• STATED PROBLEM
Copy the records again, requests included, from the start through the line with "xmin=160 ymin=788 xmax=1344 ymax=896". Raise every coordinate in the answers by 26, and keep the numbers in the requests and their sample lines unchanged.
* Begin INPUT *
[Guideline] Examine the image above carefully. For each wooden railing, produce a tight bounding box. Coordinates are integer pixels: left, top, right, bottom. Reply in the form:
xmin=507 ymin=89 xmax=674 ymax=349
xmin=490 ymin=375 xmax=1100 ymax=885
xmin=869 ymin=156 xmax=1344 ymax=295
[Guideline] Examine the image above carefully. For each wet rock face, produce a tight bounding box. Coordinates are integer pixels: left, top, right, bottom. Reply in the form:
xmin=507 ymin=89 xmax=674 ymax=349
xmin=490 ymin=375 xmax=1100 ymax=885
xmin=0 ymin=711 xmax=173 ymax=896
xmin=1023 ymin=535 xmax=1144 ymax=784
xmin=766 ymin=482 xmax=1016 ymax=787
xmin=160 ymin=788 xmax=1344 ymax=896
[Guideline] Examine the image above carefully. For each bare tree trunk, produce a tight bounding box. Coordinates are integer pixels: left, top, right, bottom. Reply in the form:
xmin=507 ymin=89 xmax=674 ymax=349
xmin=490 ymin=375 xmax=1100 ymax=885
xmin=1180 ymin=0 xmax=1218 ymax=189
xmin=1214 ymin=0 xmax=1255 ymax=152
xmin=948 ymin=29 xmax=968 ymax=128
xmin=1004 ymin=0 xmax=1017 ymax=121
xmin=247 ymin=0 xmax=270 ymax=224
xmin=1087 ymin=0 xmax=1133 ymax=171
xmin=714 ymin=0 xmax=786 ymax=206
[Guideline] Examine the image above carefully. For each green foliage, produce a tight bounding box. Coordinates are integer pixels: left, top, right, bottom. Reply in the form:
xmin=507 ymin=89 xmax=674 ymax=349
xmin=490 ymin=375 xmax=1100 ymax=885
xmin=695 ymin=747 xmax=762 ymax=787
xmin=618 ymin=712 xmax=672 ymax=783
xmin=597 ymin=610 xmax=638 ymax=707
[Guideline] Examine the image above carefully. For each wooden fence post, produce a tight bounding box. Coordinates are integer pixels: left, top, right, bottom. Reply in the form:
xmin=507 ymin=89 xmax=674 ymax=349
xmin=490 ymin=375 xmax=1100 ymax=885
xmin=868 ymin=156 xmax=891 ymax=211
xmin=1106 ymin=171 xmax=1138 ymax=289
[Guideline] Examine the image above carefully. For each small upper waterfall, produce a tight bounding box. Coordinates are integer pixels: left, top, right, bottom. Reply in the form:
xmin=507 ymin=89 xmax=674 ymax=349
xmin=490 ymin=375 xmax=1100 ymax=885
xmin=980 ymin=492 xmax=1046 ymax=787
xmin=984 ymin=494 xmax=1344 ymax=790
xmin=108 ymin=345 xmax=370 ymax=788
* End INPUT *
• ANSWER
[Guideline] Examine the image above carefully. For each wooden railing, produce a tight bounding box. Coordinates are integer pixels: left, top, right, bottom. Reply in the form:
xmin=507 ymin=89 xmax=674 ymax=349
xmin=490 ymin=375 xmax=1100 ymax=885
xmin=895 ymin=182 xmax=1370 ymax=321
[Guideline] Examine the image above carefully. For each wet rock face, produce a tight bounding box. Coordinates are integer pixels: left, top, right, bottom. Reply in the form:
xmin=507 ymin=89 xmax=674 ymax=349
xmin=490 ymin=375 xmax=1100 ymax=885
xmin=26 ymin=737 xmax=199 ymax=922
xmin=1049 ymin=561 xmax=1170 ymax=810
xmin=792 ymin=508 xmax=1042 ymax=813
xmin=186 ymin=814 xmax=1370 ymax=922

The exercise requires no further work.